== TO DO ==
How many lines of the records below contain the word "above"? Reply with the number alone.

+++

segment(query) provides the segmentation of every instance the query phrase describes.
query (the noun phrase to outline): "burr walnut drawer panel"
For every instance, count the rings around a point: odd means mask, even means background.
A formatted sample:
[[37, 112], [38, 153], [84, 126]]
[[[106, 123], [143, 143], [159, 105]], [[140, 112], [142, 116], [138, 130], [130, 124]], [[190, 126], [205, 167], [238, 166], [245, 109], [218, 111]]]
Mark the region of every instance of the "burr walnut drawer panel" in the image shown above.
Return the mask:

+++

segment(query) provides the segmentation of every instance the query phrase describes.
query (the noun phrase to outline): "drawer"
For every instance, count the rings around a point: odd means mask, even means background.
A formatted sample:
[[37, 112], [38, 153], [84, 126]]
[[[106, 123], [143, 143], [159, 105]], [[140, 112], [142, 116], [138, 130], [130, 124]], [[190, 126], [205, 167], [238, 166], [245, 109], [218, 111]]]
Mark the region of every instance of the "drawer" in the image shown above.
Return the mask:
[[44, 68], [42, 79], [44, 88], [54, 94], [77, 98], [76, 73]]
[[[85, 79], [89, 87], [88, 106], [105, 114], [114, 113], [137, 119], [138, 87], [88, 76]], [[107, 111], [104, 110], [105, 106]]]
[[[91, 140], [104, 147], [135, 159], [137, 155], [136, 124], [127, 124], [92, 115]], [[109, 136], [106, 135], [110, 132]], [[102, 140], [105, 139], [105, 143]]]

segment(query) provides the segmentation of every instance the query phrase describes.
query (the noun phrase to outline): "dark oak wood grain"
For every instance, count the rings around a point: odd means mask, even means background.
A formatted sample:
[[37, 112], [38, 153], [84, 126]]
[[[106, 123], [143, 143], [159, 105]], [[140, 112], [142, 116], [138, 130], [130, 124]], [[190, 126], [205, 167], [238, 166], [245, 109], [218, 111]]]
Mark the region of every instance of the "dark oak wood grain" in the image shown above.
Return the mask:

+++

== RESPONSE TO THIS EXERCISE ==
3